_Text shown_
Celebrating Women in Music:


Creating, Leading, Organizing, Performing, Illuminating, Exploring


A decade has passed since the Bellingham Chamber Music Society organized as a non-profit arts entity and began sharing a collective love of live chamber music with Bellingham audiences.  The BCMS founding director, Leslie Johnson, is an accomplished violist and teacher. Her partner in this early vision was Pat Nelson, a fabulous bassoonist and long time Bellingham musician who for 20 yrs has shared her unending energy and love of music with audiences, students of all ages, and colleagues. Pat is now the board president and fearless leader of the BCMS as we move beyond the covid pandemic that made us acutely aware of our deep need for live music. Whether player or audience member, we all grew an extra layer of appreciation and dedication to this art form. 


Pat’s latest partners in the BCMS adventure are her new Board of Directors: all women, all full of energy and ideas, and all dedicated to live music.  Each board member comes with her own relationship to classical music. 


The ideas overflow from the Board of Directors and outnumber hours in the day.  We created  our ‘Parking Lot of Dreams’ file folder to stash the dream seeds until they are ready to be tended. Stay tuned to find out about our next adventure.

_What this exercise asks_
1. From the text about the Bellingham Chamber Music Society, copy out the passage starting at "A decade has" and ending at "this art form.".
2. According to the text about the Bellingham Chamber Music Society, what did the Board of Directors name the file folder where they stash their dream seeds?

_Data for analysis_
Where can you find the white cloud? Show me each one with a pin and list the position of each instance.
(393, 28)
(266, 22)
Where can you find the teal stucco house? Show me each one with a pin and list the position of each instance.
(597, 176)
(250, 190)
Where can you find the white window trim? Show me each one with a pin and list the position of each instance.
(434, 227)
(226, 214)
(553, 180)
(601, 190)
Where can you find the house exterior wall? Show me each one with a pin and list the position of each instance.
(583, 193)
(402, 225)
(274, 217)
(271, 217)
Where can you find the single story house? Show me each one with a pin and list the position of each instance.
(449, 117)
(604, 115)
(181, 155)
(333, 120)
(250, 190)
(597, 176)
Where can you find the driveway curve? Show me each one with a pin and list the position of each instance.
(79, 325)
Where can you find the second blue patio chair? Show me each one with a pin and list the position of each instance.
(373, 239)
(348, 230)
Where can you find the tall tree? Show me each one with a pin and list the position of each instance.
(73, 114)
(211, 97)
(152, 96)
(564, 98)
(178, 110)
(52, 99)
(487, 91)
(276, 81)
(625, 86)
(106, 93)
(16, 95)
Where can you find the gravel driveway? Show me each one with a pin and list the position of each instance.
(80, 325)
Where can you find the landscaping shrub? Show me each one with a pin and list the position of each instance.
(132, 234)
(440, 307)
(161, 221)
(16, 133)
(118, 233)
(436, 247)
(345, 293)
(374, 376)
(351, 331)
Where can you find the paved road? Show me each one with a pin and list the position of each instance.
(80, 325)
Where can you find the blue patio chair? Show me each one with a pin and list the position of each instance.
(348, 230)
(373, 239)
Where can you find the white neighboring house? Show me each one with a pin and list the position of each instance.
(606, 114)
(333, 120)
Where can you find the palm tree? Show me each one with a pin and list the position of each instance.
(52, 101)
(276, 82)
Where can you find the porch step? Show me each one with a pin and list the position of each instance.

_Answers below_
1.
A decade has passed since the Bellingham Chamber Music Society organized as a non-profit arts entity and began sharing a collective love of live chamber music with Bellingham audiences.  The BCMS founding director, Leslie Johnson, is an accomplished violist and teacher. Her partner in this early vision was Pat Nelson, a fabulous bassoonist and long time Bellingham musician who for 20 yrs has shared her unending energy and love of music with audiences, students of all ages, and colleagues. Pat is now the board president and fearless leader of the BCMS as we move beyond the covid pandemic that made us acutely aware of our deep need for live music. Whether player or audience member, we all grew an extra layer of appreciation and dedication to this art form.

2. The ‘Parking Lot of Dreams’ file folder.